* _DIRECTIONS_:
Repeat the records below exactly, beginning at the first line and finishing with the line that contains "Please indicate the scattered".

=== Section Start ===

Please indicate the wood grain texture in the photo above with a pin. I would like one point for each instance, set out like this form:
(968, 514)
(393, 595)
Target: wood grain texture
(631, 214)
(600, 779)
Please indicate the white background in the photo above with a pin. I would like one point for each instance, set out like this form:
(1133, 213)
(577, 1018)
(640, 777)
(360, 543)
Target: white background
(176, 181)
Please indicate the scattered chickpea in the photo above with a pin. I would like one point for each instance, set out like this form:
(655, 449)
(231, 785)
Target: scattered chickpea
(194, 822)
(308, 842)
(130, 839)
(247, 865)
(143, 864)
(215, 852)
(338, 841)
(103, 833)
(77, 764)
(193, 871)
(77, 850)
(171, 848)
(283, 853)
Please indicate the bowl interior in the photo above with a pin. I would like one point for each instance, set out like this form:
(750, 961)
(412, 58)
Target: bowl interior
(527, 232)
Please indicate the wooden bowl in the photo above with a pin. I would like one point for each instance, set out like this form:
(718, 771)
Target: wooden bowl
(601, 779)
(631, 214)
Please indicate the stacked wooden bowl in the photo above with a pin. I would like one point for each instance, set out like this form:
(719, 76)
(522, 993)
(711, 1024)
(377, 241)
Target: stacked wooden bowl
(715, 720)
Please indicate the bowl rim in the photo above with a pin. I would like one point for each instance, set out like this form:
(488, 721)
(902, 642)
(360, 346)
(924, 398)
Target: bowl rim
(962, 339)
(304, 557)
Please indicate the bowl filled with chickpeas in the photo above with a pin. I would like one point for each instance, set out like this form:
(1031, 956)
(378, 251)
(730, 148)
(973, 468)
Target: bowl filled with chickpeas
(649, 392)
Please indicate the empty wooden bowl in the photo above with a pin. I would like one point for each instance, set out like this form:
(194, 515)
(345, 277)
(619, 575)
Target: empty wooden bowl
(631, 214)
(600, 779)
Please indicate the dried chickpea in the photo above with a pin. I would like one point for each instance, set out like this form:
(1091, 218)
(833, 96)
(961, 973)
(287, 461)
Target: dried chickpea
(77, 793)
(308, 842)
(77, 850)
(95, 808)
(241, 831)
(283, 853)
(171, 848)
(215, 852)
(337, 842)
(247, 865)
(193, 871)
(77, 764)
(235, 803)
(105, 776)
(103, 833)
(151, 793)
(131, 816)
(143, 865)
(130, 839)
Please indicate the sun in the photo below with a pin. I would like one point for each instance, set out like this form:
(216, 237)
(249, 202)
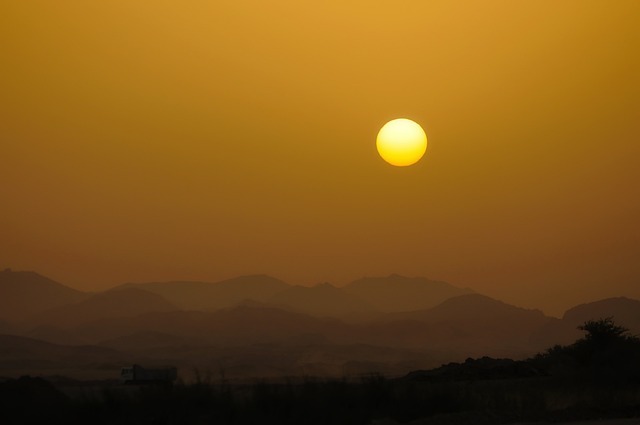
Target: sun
(401, 142)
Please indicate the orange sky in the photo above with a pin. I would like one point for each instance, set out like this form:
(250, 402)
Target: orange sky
(157, 140)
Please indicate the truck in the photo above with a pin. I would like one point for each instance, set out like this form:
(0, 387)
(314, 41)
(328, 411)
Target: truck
(137, 374)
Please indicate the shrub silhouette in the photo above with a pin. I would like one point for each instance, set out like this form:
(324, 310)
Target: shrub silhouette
(606, 354)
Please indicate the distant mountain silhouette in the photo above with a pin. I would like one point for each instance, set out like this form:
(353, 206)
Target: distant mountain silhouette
(25, 353)
(625, 311)
(214, 295)
(397, 293)
(478, 324)
(121, 302)
(149, 340)
(324, 300)
(25, 293)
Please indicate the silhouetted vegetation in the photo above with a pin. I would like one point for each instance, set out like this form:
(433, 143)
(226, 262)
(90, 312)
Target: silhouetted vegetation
(607, 354)
(597, 376)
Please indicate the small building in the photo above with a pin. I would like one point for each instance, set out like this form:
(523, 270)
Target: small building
(137, 374)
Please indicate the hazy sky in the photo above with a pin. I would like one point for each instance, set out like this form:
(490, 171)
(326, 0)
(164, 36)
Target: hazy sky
(158, 140)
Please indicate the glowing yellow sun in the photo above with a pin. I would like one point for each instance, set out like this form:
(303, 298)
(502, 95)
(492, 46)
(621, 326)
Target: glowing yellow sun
(401, 142)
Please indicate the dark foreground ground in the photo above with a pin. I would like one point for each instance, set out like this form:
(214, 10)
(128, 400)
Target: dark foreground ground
(367, 400)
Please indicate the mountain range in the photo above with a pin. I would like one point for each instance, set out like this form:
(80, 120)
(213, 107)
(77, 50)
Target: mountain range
(262, 326)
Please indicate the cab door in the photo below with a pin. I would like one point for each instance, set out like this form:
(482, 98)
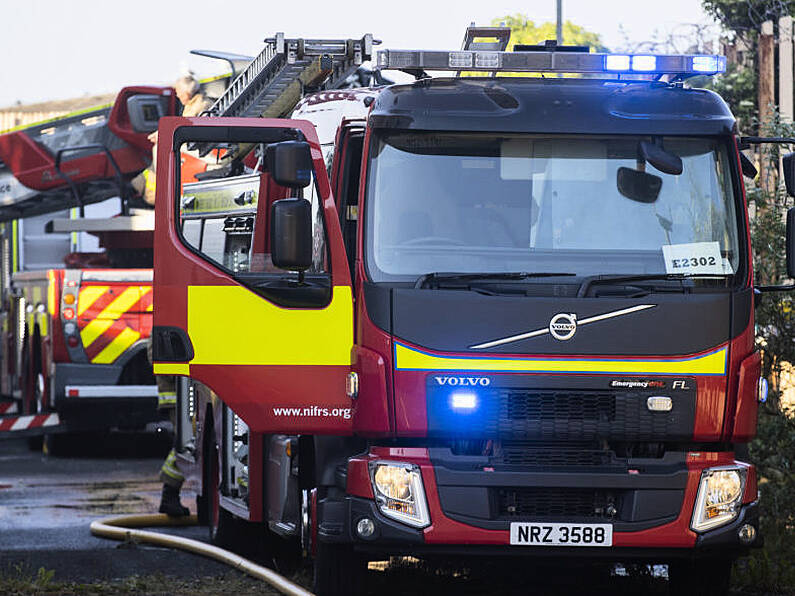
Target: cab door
(273, 344)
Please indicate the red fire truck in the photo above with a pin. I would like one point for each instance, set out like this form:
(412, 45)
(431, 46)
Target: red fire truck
(516, 322)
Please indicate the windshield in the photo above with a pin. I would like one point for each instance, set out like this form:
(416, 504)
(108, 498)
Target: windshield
(473, 203)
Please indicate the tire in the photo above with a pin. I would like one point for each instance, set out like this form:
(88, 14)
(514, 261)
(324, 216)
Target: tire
(703, 578)
(339, 571)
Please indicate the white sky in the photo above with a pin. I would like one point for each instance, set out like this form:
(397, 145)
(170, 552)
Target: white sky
(54, 49)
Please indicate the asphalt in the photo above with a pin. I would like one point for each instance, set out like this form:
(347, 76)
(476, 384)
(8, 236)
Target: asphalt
(47, 503)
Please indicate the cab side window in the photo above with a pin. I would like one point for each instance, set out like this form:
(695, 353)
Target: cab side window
(227, 221)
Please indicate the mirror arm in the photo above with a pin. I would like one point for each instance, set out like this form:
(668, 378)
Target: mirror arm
(782, 288)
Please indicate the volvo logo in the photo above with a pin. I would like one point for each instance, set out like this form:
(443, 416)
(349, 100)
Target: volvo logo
(563, 326)
(464, 381)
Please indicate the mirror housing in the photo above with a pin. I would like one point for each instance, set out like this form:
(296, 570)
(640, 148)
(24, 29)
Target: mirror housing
(788, 165)
(290, 163)
(747, 166)
(145, 111)
(664, 161)
(291, 234)
(638, 186)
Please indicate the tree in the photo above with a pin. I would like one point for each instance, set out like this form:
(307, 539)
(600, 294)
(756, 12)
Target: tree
(743, 17)
(525, 31)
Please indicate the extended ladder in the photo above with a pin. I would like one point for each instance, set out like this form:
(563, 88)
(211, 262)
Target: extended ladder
(275, 81)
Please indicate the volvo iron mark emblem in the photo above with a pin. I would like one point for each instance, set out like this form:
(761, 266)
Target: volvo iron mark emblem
(563, 326)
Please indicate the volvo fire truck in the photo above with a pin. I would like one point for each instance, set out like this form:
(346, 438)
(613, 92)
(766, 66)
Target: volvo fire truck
(516, 321)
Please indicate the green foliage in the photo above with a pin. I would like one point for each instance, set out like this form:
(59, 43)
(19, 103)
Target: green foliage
(738, 88)
(773, 451)
(525, 31)
(744, 17)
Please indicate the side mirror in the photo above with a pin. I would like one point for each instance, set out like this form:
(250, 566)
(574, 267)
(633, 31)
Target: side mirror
(666, 162)
(638, 186)
(291, 234)
(145, 111)
(290, 163)
(748, 167)
(790, 238)
(788, 163)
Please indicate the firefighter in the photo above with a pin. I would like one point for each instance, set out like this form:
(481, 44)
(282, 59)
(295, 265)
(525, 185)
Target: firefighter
(170, 474)
(193, 104)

=== Section End ===

* _WRITTEN ANSWER_:
Please indicate the wood grain texture in the photo above with a pin. I would like one point for each instance, set out like this form:
(968, 514)
(393, 595)
Target: wood grain texture
(631, 214)
(600, 779)
Please indicate the white background in the photo above with a pin. I would like one point for each instance, set out like this form:
(1133, 213)
(577, 1018)
(640, 777)
(360, 543)
Target: white background
(176, 181)
Please indicate the scattered chickpea in the photo above with a pin. I would like one point for each instance, set out like this form:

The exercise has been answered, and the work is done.